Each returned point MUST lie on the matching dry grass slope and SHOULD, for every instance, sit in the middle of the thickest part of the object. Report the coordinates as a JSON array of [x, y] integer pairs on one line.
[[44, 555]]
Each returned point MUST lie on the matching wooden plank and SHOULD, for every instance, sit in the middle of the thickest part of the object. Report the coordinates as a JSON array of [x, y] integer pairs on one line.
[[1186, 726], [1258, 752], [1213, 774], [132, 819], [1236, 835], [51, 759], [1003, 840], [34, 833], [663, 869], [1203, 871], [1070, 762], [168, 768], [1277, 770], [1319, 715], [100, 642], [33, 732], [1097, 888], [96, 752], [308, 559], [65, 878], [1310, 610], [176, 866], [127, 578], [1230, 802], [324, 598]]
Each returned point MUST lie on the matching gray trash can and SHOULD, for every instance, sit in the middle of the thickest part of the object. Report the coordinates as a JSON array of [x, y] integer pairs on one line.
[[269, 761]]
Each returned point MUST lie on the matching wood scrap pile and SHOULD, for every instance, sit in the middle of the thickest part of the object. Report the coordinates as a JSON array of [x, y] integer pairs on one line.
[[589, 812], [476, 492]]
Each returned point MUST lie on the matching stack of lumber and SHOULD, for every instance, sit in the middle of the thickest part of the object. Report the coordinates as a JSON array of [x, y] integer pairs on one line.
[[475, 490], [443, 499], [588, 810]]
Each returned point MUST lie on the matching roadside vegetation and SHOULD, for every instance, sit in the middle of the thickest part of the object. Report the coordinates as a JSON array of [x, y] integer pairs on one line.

■ **Exercise brief**: Exactly the lines from the one containing "Each returned point MUST lie on the matching stack" through the last line of the material above are to be returned, with nothing else.

■ **Finished exercise**:
Each returned point MUST lie on the matching stack of lumber and SHOULD, for every instance, sit in the middle of the thickest part of the object. Report the coordinates as a JSON array of [x, y] integer pairs on one line.
[[475, 490], [443, 499], [588, 810]]
Each returned point MUST lie on the matching roadside vegetation and SHOULD, for every instance, sit in the middle of the thickest part of the object. Report the coordinates as a JSON array of [x, y] integer pairs on one line.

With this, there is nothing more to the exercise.